* _Data in this exercise_
------------------------------------------------

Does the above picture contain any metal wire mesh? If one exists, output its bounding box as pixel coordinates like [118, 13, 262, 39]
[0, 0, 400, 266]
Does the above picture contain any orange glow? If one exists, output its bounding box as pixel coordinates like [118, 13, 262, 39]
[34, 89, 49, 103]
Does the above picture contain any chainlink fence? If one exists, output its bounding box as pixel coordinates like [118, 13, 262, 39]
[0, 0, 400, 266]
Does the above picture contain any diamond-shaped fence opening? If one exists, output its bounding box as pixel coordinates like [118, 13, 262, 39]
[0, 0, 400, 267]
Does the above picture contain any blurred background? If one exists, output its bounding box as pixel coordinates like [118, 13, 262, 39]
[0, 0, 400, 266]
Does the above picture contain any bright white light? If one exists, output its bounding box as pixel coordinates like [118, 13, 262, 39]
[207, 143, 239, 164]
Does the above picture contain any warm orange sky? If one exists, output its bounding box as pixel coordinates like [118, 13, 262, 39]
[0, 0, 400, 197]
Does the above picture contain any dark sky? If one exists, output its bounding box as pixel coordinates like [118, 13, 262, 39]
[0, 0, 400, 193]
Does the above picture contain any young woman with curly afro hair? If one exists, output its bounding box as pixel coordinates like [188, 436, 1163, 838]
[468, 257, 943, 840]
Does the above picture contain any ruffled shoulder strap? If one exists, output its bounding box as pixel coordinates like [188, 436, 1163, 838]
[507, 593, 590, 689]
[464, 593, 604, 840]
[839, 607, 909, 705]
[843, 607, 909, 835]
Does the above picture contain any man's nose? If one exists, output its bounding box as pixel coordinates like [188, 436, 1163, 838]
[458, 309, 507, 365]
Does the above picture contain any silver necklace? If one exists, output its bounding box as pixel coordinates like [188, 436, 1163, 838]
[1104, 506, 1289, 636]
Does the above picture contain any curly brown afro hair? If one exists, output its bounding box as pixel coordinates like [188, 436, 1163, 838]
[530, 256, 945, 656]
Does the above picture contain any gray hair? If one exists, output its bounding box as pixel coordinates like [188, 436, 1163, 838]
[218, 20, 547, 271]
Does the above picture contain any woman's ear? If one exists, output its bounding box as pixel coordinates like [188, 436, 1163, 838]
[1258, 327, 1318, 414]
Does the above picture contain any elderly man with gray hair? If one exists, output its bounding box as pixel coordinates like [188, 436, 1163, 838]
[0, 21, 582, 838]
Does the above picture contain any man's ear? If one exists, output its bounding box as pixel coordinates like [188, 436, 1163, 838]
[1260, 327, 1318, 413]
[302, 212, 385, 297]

------------------------------------------------

Please rewrite everything from the start of the entries down to the line containing "[843, 607, 909, 835]", renaming "chainlink fence" to "chain-link fence" and keeping all else unchanged.

* _Task solution_
Does the above picture contain any metal wire mesh? If one exists, output its bounding box as pixel coordinates like [118, 13, 262, 39]
[0, 0, 400, 266]
Does the above picture contain any orange glow? If one exists, output its bounding box as pixel coordinates like [118, 13, 262, 39]
[34, 89, 49, 103]
Does the above picture contain any chain-link fence? If one exists, output its bounding box as pixel coordinates like [118, 13, 262, 39]
[0, 0, 400, 266]
Does the above picture contain any diamond-shaped fence opening? If one exists, output its bounding box as pixel coordinates like [118, 13, 262, 39]
[0, 0, 400, 267]
Does the above picture contain any blurred background? If one exists, output its bounding box as pixel coordinates like [118, 13, 262, 39]
[0, 0, 400, 266]
Does the above picture contain any bright white light? If one exists, output its bounding box as pixel coordinates like [118, 13, 262, 39]
[207, 143, 239, 164]
Does the above picture contain any warm orange sky? If one exists, output its bounding box as pixel coordinates like [118, 13, 262, 39]
[0, 0, 400, 197]
Does the above picture contain any dark sky? If one exists, output its bounding box as pixel coordinates like [118, 13, 262, 39]
[0, 0, 400, 193]
Does the above picture contain any young woman with curly afro hair? If one exists, output its bounding box as pixel coordinates like [188, 436, 1163, 838]
[468, 257, 943, 840]
Does the above picture contain any ruffled shoulder strap? If one exists, output its bounding box as pixel coordinates like [188, 436, 1163, 838]
[507, 593, 590, 689]
[464, 593, 604, 840]
[839, 607, 909, 705]
[843, 607, 909, 835]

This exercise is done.